▸ **Quoted passage**
───
In this blog post, I want to talk about what I think is my favorite feature of C++23: the really keyword. This is a brand new keyword that can be used in a number of different scenarios. Let’s explore them together to understand the usefulness of it.

For Function Arguments

Consider a function like:

void f(int x);

Unfortunately, we all know too well that C++ allows you to call it with non-integer arguments:

f(1234);  // OK, intended: called with an int
f(3.14);  // Not really intended (called with double), still legal

If you’re lucky, your compiler may give you a warning. Otherwise, the calls with non-int (double, long, …) will be valid, and this may cause unexpected data losses and/or undefined behavior. Could it be possible to have a compile-time error instead?

C++11 and later gave us different strategies:

// C++11:
void f(int x);
template <typename T> void f(T) = delete;

f(42);   // OK
f(3.14); // ERROR

If you don’t want to re-declare your functions twice, you can also use SFINAE in C++11 or, in C++20, concepts:

// C++11/14, SFINAE
template <typename T>
std::enable_if_t<std::is_same_v<T, int>> f(T x);

// C++20: concepts
void f(std::same_as<int> auto x);

While the C++20 version is a huge readability improvement over the SFINAE version, it’s still a mouthful. Also, this makes the function a function template, so now it can’t be out-of-line, it impacts our compilation times, etc.
───
▸ **Task 1**
According to the post about the C++23 really keyword, which C++20 feature can be used instead of SFINAE to restrict f to int arguments?
▸ **Task 2**
Can you take the post about the C++23 really keyword further from its last sentence, in the same voice?

(Image point annotation rows)
───
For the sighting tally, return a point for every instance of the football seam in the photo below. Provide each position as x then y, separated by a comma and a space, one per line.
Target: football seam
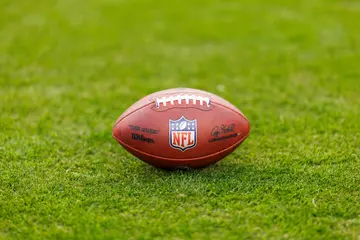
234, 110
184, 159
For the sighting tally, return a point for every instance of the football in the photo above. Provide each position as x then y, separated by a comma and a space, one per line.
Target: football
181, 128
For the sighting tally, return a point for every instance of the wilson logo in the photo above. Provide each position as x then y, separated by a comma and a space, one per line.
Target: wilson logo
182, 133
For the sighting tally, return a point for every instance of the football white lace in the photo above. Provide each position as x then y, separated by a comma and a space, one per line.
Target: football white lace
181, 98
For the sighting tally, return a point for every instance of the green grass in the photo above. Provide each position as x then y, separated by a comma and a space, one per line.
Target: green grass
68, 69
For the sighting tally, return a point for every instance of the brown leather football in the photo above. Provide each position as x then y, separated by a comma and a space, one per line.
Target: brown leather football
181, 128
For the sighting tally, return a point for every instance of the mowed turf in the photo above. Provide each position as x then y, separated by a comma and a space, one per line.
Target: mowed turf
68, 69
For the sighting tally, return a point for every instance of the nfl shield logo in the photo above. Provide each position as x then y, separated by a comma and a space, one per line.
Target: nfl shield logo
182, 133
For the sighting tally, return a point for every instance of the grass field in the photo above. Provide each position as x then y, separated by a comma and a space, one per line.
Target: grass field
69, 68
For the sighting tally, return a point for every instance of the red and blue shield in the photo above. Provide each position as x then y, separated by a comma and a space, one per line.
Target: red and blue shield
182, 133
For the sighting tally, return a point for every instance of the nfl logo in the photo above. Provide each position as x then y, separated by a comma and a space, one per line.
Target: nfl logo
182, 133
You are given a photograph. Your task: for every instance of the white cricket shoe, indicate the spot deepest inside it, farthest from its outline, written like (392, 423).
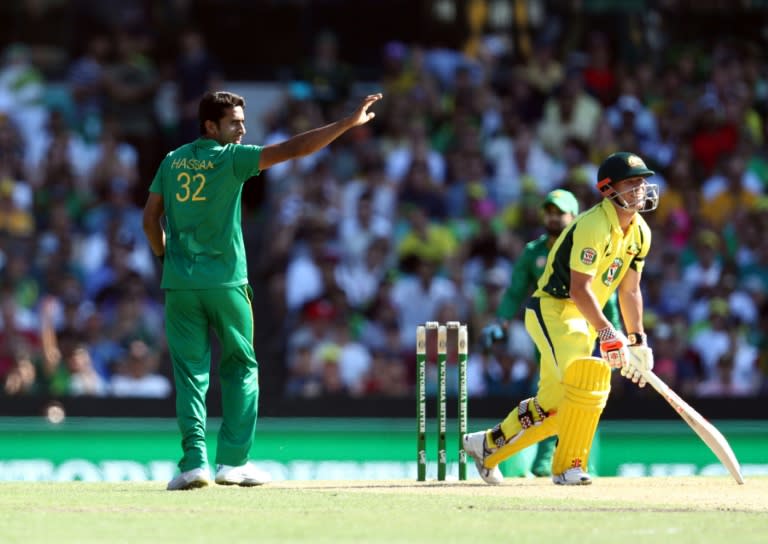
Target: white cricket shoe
───
▸ **Final result 1**
Concepts.

▸ **Final result 2**
In C++23 this will be possible by adding really:

void f(really int x);

f(42);   // OK
f(3.14); // ERROR

Simple and effective! You can also apply it to ordinary variables or to return types:

really int i = getInt();    // OK
really int j = getDouble(); // ERROR

As a Deeper const

Consider this code:

class String {
    const char *data;
    int len;

public:
    void a(int) const;
    void b() const;
    void c();
};

void String::c()
{
    a(len * 42);
    a(len * 42);
    b();
}

It may look a bit silly, but stay with me. The disassembly of c() (with optimizations enabled) is:

String::c():
        push    rbp
        imul    esi, DWORD PTR [rdi+8], 42
        mov     rbp, rdi
        call    String::a(int) const
        imul    esi, DWORD PTR [rbp+8], 42
        mov     rdi, rbp
        call    String::a(int) const
        mov     rdi, rbp
        pop     rbp
        jmp     String::b() const

The compiler is doing something quite peculiar here: it’s multiplying len by 42, calling a() with the result of the calculation, then it multiplies len again in order to call a() a second time. How come it’s doing the same (relatively) expensive operation twice, rather than simply storing the result and using it for both calls? a() is a const member function, after all, so it can’t change len -- or can it?

Well, the short answer is that the compiler is not allowed to do otherwise: the value of len could’ve been indeed changed by the call to a(). Maybe a() ends up calling something else, and that something else changes *this. Or maybe a() is just doing a const_cast<String *>(this) and then mutating the result. It doesn’t change the result: the compiler is forced to reload the data members after a member function call as it can’t assume that they haven’t been changed. The fact that the target member function is const does not help the compiler in any way.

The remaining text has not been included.